I submitted the following series of patches to address these (and other) issues:

https://review.gerrithub.io/#/c/spdk/spdk/+/423409/

Please do take a look and let me know if that looks reasonable.


On Thu, 2018-08-23 at 21:54 +0000, Philipp Skadorov wrote:
> > -----Original Message-----
> > From: SPDK [mailto:spdk-bounces(a)lists.01.org] On Behalf Of Walker,
> > Benjamin
> > Sent: Thursday, August 23, 2018 3:34 PM
> > To: spdk(a)lists.01.org
> > Subject: Re: [SPDK] RDMA qp recovery: follow up on latest changes
> > 
> > > On Thu, 2018-08-23 at 04:08 +0000, Philipp Skadorov wrote:
> > > > From: SPDK [mailto:spdk-bounces(a)lists.01.org] On Behalf Of Walker,
> > > > Benjamin
> > > > 
> > > > On Wed, 2018-08-22 at 22:04 +0000, Philipp Skadorov wrote:
> > > > > Hello Benjamin,
> > > > > There have been a series of changes to the QP error recovery that
> > > > > I'd like to follow up:
> > > > > 
> > > > > ** c3756ae3 nvmf: Eliminate spdk_nvmf_rdma_update_ibv_qp
> > > > 
> > > > ibv_query_qp
> > > > > results in a write syscall to the SNIC driver which is a context
> > > > > switch.
> > > > > The original code was calling it when the state is known to
> > > > > change; the cached value was used everywhere else.
> > > > 
> > > > The observation driving this patch was that the cached value was
> > > > always updated before being used, so keeping the cached value wasn't
> > > > saving any calls. Do you see anywhere in the code on master where a
> > > > call to ibv_query_qp could be eliminated?
> > > 
> > > I thought it is enough to update the qp state after a QP async event
> > > is received only.
> > > Do you see the cases when it is not?
> > 
> > So you're saying we probably don't need the one at the top of
> > spdk_nvmf_rdma_qpair_recover() nor the one in
> > _spdk_nvmf_rdma_qp_error() because any unsolicited state change will
> > occur only along with an associated asynchronous event. I think I agree with
> > that statement. I'd revert the patch that changed this, but the code has
> > drifted a bit, so I'll probably have to cook up a new one.
> 
> Fair enough.
> 
> > 
> > > 
> > > > The only one I see that might be
> > > > questionable is the one in _spdk_nvmf_rdma_qp_error.
> > > > 
> > > > > 
> > > > > ** 65a512c6 nvmf/rdma: Combine spdk_nvmf_rdma_qp_drained and
> > > > > spdk_nvmf_rdma_recover
> > > > > ** 3bec6601 nvmf/rdma: Simplify spdk_nvmf_rdma_qp_drained
> > > > > ** a9b9f0952d6a0c1a37e544ef2977e7db136a8e86 nvmf/rdma: Don't
> > > > > trigger error recovery on IBV_EVENT_SQ_DRAINED De-allocating the
> > > > > resources associated with the requests being processed by SNIC at
> > > > > the time of IBV_EVENT_QP_FATAL is too early.
> > > > > The IBV standard requires SPDK should "wait for the Affiliated
> > > > > Asynchronous Last WQE Reached Event" before manipulating with the
> > > > > QP
> > > > 
> > > > state.

Stored items:

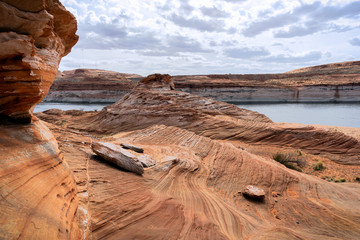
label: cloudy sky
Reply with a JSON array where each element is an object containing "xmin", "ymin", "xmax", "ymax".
[{"xmin": 60, "ymin": 0, "xmax": 360, "ymax": 75}]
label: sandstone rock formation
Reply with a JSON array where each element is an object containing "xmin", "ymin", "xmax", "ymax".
[
  {"xmin": 0, "ymin": 0, "xmax": 83, "ymax": 239},
  {"xmin": 40, "ymin": 124, "xmax": 360, "ymax": 240},
  {"xmin": 0, "ymin": 120, "xmax": 82, "ymax": 239},
  {"xmin": 72, "ymin": 74, "xmax": 360, "ymax": 165},
  {"xmin": 242, "ymin": 185, "xmax": 265, "ymax": 199},
  {"xmin": 31, "ymin": 71, "xmax": 360, "ymax": 240},
  {"xmin": 91, "ymin": 142, "xmax": 144, "ymax": 175},
  {"xmin": 174, "ymin": 61, "xmax": 360, "ymax": 103},
  {"xmin": 0, "ymin": 0, "xmax": 78, "ymax": 122},
  {"xmin": 45, "ymin": 61, "xmax": 360, "ymax": 102},
  {"xmin": 44, "ymin": 69, "xmax": 142, "ymax": 103}
]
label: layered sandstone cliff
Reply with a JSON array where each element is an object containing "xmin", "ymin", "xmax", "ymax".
[
  {"xmin": 33, "ymin": 75, "xmax": 360, "ymax": 240},
  {"xmin": 0, "ymin": 0, "xmax": 88, "ymax": 239},
  {"xmin": 0, "ymin": 0, "xmax": 78, "ymax": 122},
  {"xmin": 74, "ymin": 74, "xmax": 360, "ymax": 164},
  {"xmin": 174, "ymin": 61, "xmax": 360, "ymax": 103},
  {"xmin": 44, "ymin": 69, "xmax": 142, "ymax": 103},
  {"xmin": 45, "ymin": 61, "xmax": 360, "ymax": 103}
]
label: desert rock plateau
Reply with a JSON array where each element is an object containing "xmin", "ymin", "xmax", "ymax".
[
  {"xmin": 0, "ymin": 0, "xmax": 360, "ymax": 240},
  {"xmin": 45, "ymin": 61, "xmax": 360, "ymax": 103}
]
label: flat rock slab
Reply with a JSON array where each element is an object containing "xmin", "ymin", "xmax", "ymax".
[
  {"xmin": 120, "ymin": 143, "xmax": 144, "ymax": 153},
  {"xmin": 91, "ymin": 142, "xmax": 144, "ymax": 175},
  {"xmin": 243, "ymin": 185, "xmax": 265, "ymax": 199}
]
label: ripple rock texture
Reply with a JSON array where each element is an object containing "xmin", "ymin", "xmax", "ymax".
[
  {"xmin": 0, "ymin": 0, "xmax": 83, "ymax": 239},
  {"xmin": 73, "ymin": 76, "xmax": 360, "ymax": 165},
  {"xmin": 0, "ymin": 0, "xmax": 78, "ymax": 122},
  {"xmin": 33, "ymin": 76, "xmax": 360, "ymax": 240}
]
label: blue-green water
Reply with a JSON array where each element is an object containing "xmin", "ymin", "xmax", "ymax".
[
  {"xmin": 237, "ymin": 103, "xmax": 360, "ymax": 128},
  {"xmin": 35, "ymin": 103, "xmax": 360, "ymax": 128}
]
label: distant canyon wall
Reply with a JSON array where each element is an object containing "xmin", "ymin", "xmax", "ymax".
[
  {"xmin": 44, "ymin": 61, "xmax": 360, "ymax": 103},
  {"xmin": 44, "ymin": 85, "xmax": 360, "ymax": 103},
  {"xmin": 179, "ymin": 85, "xmax": 360, "ymax": 103}
]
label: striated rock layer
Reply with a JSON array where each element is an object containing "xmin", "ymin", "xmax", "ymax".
[
  {"xmin": 45, "ymin": 61, "xmax": 360, "ymax": 103},
  {"xmin": 72, "ymin": 75, "xmax": 360, "ymax": 165},
  {"xmin": 0, "ymin": 0, "xmax": 84, "ymax": 239},
  {"xmin": 0, "ymin": 120, "xmax": 82, "ymax": 239},
  {"xmin": 0, "ymin": 0, "xmax": 78, "ymax": 122},
  {"xmin": 44, "ymin": 69, "xmax": 142, "ymax": 103},
  {"xmin": 43, "ymin": 122, "xmax": 360, "ymax": 240}
]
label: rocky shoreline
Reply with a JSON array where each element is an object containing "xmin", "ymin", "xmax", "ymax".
[
  {"xmin": 0, "ymin": 0, "xmax": 360, "ymax": 240},
  {"xmin": 44, "ymin": 61, "xmax": 360, "ymax": 103}
]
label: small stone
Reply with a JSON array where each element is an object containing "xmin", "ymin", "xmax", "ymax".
[{"xmin": 243, "ymin": 185, "xmax": 265, "ymax": 199}]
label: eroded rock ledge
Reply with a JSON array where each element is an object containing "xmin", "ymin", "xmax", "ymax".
[
  {"xmin": 72, "ymin": 76, "xmax": 360, "ymax": 165},
  {"xmin": 0, "ymin": 0, "xmax": 78, "ymax": 122}
]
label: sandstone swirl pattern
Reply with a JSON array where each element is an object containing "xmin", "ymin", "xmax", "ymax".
[{"xmin": 48, "ymin": 74, "xmax": 360, "ymax": 240}]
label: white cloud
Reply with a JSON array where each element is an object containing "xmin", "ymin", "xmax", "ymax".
[{"xmin": 60, "ymin": 0, "xmax": 360, "ymax": 75}]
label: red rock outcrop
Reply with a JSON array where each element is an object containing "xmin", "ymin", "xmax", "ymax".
[
  {"xmin": 0, "ymin": 120, "xmax": 82, "ymax": 239},
  {"xmin": 72, "ymin": 74, "xmax": 360, "ymax": 165},
  {"xmin": 0, "ymin": 0, "xmax": 78, "ymax": 122},
  {"xmin": 40, "ymin": 120, "xmax": 360, "ymax": 240},
  {"xmin": 0, "ymin": 0, "xmax": 83, "ymax": 239},
  {"xmin": 44, "ymin": 69, "xmax": 142, "ymax": 103}
]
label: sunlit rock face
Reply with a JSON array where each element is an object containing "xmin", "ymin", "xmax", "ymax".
[
  {"xmin": 0, "ymin": 120, "xmax": 82, "ymax": 239},
  {"xmin": 0, "ymin": 0, "xmax": 78, "ymax": 122},
  {"xmin": 0, "ymin": 0, "xmax": 86, "ymax": 239}
]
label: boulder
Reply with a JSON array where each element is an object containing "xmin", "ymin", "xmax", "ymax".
[
  {"xmin": 120, "ymin": 143, "xmax": 144, "ymax": 153},
  {"xmin": 243, "ymin": 185, "xmax": 265, "ymax": 200},
  {"xmin": 91, "ymin": 142, "xmax": 144, "ymax": 175}
]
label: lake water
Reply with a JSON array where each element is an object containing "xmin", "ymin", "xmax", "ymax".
[
  {"xmin": 35, "ymin": 103, "xmax": 360, "ymax": 128},
  {"xmin": 237, "ymin": 103, "xmax": 360, "ymax": 128}
]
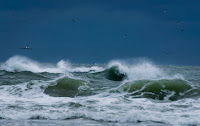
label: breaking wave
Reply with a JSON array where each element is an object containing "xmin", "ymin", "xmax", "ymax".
[{"xmin": 0, "ymin": 56, "xmax": 104, "ymax": 73}]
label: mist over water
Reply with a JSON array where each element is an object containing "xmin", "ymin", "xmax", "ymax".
[{"xmin": 0, "ymin": 56, "xmax": 200, "ymax": 125}]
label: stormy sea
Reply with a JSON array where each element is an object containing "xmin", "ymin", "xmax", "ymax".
[{"xmin": 0, "ymin": 56, "xmax": 200, "ymax": 126}]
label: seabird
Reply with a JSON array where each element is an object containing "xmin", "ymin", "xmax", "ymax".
[
  {"xmin": 72, "ymin": 18, "xmax": 78, "ymax": 22},
  {"xmin": 176, "ymin": 20, "xmax": 182, "ymax": 23},
  {"xmin": 20, "ymin": 46, "xmax": 32, "ymax": 50},
  {"xmin": 162, "ymin": 51, "xmax": 169, "ymax": 55},
  {"xmin": 122, "ymin": 35, "xmax": 127, "ymax": 38}
]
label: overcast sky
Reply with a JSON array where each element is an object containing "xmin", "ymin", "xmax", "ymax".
[{"xmin": 0, "ymin": 0, "xmax": 200, "ymax": 65}]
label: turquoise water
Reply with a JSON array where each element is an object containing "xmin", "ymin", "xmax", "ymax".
[{"xmin": 0, "ymin": 56, "xmax": 200, "ymax": 126}]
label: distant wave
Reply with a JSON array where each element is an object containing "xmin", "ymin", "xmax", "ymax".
[{"xmin": 0, "ymin": 56, "xmax": 104, "ymax": 73}]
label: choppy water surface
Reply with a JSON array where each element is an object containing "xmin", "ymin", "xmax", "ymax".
[{"xmin": 0, "ymin": 56, "xmax": 200, "ymax": 125}]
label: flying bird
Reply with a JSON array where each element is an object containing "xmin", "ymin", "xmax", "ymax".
[
  {"xmin": 162, "ymin": 51, "xmax": 169, "ymax": 55},
  {"xmin": 72, "ymin": 18, "xmax": 78, "ymax": 22},
  {"xmin": 19, "ymin": 46, "xmax": 32, "ymax": 50},
  {"xmin": 122, "ymin": 35, "xmax": 127, "ymax": 38},
  {"xmin": 176, "ymin": 20, "xmax": 182, "ymax": 23}
]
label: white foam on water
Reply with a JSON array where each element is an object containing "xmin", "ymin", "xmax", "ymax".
[
  {"xmin": 108, "ymin": 60, "xmax": 183, "ymax": 81},
  {"xmin": 0, "ymin": 56, "xmax": 104, "ymax": 73}
]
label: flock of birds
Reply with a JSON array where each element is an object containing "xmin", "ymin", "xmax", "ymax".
[{"xmin": 19, "ymin": 10, "xmax": 184, "ymax": 55}]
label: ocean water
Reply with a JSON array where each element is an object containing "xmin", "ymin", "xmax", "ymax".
[{"xmin": 0, "ymin": 56, "xmax": 200, "ymax": 126}]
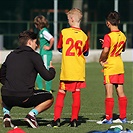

**Exercises to complete**:
a – Reproduce the stretch of the RDMA recovery thread from "I submitted the" through "that looks reasonable.".
b – How many lines in the records contain the string "white"? Case counts, and the reply should be only the number.

**Problem solutions**:
a –
I submitted the following series of patches to address these (and other) issues:

https://review.gerrithub.io/#/c/spdk/spdk/+/423409/

Please do take a look and let me know if that looks reasonable.

b – 2